— start of ITEMS —

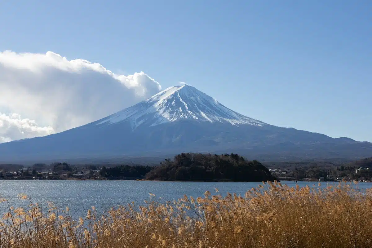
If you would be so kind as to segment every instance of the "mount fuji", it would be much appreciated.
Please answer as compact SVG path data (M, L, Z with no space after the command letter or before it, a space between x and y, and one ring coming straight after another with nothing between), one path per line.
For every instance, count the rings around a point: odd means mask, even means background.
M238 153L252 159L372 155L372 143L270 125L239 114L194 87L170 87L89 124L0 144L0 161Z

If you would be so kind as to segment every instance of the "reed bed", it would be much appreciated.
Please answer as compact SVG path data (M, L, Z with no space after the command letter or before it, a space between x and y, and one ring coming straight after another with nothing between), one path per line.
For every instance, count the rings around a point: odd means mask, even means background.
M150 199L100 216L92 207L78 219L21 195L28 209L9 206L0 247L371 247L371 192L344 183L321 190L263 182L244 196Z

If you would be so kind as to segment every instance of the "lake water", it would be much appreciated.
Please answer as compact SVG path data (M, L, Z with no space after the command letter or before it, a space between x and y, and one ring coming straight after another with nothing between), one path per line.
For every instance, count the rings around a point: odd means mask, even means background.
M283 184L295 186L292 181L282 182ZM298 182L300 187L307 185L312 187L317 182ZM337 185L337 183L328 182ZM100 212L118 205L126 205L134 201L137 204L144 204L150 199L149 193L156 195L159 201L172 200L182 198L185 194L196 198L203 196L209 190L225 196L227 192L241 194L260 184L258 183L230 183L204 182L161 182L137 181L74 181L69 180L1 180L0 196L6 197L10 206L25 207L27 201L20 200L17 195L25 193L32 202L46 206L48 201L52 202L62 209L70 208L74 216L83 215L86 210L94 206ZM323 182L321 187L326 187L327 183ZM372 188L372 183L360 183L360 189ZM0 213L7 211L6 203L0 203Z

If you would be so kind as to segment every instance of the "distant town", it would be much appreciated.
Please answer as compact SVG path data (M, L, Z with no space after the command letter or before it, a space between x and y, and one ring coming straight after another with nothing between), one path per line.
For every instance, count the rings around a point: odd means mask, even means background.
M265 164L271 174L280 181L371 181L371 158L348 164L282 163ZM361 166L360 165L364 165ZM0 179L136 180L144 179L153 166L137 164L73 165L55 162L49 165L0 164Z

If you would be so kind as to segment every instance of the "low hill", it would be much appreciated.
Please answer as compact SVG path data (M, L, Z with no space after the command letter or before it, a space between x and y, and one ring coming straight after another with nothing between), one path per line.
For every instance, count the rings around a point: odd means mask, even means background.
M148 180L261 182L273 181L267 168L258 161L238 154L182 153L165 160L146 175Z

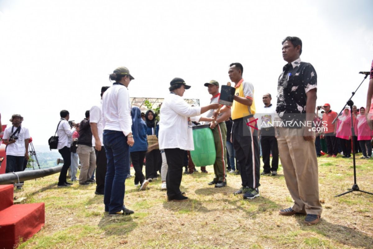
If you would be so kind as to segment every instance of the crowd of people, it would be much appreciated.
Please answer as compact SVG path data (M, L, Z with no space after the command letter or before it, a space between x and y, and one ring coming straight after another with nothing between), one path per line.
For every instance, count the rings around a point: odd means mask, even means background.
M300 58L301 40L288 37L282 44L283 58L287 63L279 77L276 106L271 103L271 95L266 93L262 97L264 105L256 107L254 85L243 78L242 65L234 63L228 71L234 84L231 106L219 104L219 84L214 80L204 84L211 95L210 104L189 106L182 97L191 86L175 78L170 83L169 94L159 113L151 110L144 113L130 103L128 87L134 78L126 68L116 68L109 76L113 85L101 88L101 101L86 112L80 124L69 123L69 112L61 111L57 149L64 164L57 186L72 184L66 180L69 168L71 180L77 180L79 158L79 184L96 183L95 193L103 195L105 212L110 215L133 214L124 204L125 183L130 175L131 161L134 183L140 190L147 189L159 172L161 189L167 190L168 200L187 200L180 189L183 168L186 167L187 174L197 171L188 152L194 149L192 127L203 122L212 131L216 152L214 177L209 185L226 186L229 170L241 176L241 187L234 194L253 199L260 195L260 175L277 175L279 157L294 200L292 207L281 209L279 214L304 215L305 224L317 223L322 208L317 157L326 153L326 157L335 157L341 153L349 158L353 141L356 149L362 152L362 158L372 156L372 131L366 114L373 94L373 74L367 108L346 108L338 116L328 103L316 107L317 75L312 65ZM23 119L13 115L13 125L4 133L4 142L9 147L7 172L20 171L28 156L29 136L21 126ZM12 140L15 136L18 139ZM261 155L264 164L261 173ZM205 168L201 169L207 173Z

— end of ITEMS —

**GOAL OF THE EXERCISE:** Write out every line of the material above word for word, leaving out the pictures.

**PROBLEM SOLUTION:**
If you would be so kind as to segment every instance of the "mount fuji", it would be much appreciated.
Please answer as compact SVG path data (M, L, Z with no space after the command letter or before it, a space between x and y, and one ring coming straight after another with nothing between), one path per line.
For every instance, count the rings around a point: odd means mask, even means background.
M238 153L252 159L372 155L372 143L270 125L239 114L194 87L170 87L89 124L0 144L0 161Z

If you would be so kind as to segment every instance of the "reed bed", it would be much appreciated.
Please answer as compact SVG path data (M, L, Z with no space after the command letter or before it, a space between x and y, and one ring coming straight after another with nothing between), one path per line.
For every instance, count the rings around a point: odd means mask, even means background.
M150 199L100 216L92 207L78 219L21 195L28 209L9 206L0 247L371 247L371 192L344 183L321 190L263 182L244 196Z

If you would be so kind as to segment every instance of the "lake water", it would be much appreciated.
Please answer as compact SVG path data (M, L, Z with no space after the command letter or before it, a space between x and y, and one ring coming straight after another with nothing between), one path per line.
For every instance, count the rings around a point: odd means mask, even means background.
M283 184L295 186L292 181L282 182ZM298 182L300 187L307 185L312 187L317 182ZM337 185L337 183L328 182ZM100 212L118 205L126 205L134 201L137 204L144 204L150 199L149 193L156 195L159 201L172 200L182 198L185 194L196 198L203 196L209 190L225 196L227 192L241 194L260 184L258 183L230 183L204 182L161 182L137 181L74 181L69 180L1 180L0 196L6 197L10 206L25 207L27 201L20 200L17 195L25 193L32 202L46 206L48 201L52 202L62 209L70 208L74 216L83 215L86 210L94 206ZM323 182L321 187L326 187L327 183ZM372 188L372 183L360 183L360 189ZM0 213L7 211L6 203L0 203Z

If you would be so kind as to segment every instance of the "distant town", it would be much appreciated.
Please answer as compact SVG path data (M, L, Z with no space after the command letter or before it, a space between x and y, and one ring coming straight after another with nothing between), one path per line.
For every instance, count the rings around a point: odd means mask, even means background.
M265 164L271 174L280 181L371 181L371 158L348 164L282 163ZM361 166L360 165L364 165ZM0 179L136 180L144 179L153 166L137 164L73 165L55 162L49 165L0 164Z

If you would be so kind as to segment every instance of the "low hill", it would be much appreciated.
Please answer as compact SVG path data (M, L, Z with no space after the command letter or before it, a space between x and y, and one ring coming straight after another with nothing between), one path per line.
For every instance, count the rings around a point: odd means mask, even means background.
M148 180L261 182L273 181L267 168L258 161L238 154L182 153L165 160L146 175Z

If you would be so kind as to segment every instance of the crowd of people, it would be much appreciated.
Please answer as compact SVG path data (M, L, Z with no space after the command letter or before it, a space between x and y, and one ring coming straight after another with nothing between), one path per line.
For every instance, count the rings around a point: odd means mask, even means background.
M300 58L301 40L288 37L282 44L283 58L287 63L279 77L276 106L271 103L271 95L266 93L262 97L264 105L256 107L254 85L243 78L242 65L234 63L228 71L234 84L231 106L219 104L219 84L214 80L204 84L211 95L210 104L189 106L182 97L191 86L175 78L170 83L169 94L159 113L151 110L144 113L130 103L128 87L134 78L126 68L116 68L109 76L113 85L101 88L101 101L86 112L80 124L69 123L69 112L61 111L57 149L64 164L57 186L72 184L66 180L69 168L71 180L77 180L79 158L79 184L96 183L95 193L103 195L105 212L110 215L133 214L124 204L125 183L130 175L131 161L134 183L140 190L147 189L159 172L161 189L167 190L168 200L187 200L180 189L183 168L186 167L187 174L197 171L188 152L194 149L192 127L203 122L212 131L216 152L214 177L209 185L226 186L229 170L241 176L241 187L234 194L253 199L260 195L260 175L277 175L279 157L294 200L292 207L281 209L279 214L304 215L305 224L317 223L322 208L317 157L326 153L326 157L335 157L341 153L349 158L353 141L356 149L362 152L362 158L372 156L372 131L366 114L373 94L373 74L367 108L346 108L338 116L328 103L316 107L317 75L312 65ZM23 119L13 115L13 125L4 133L4 142L9 147L7 172L20 171L28 156L29 136L21 126ZM12 140L15 136L18 139ZM261 155L264 164L261 173ZM205 168L201 169L207 173Z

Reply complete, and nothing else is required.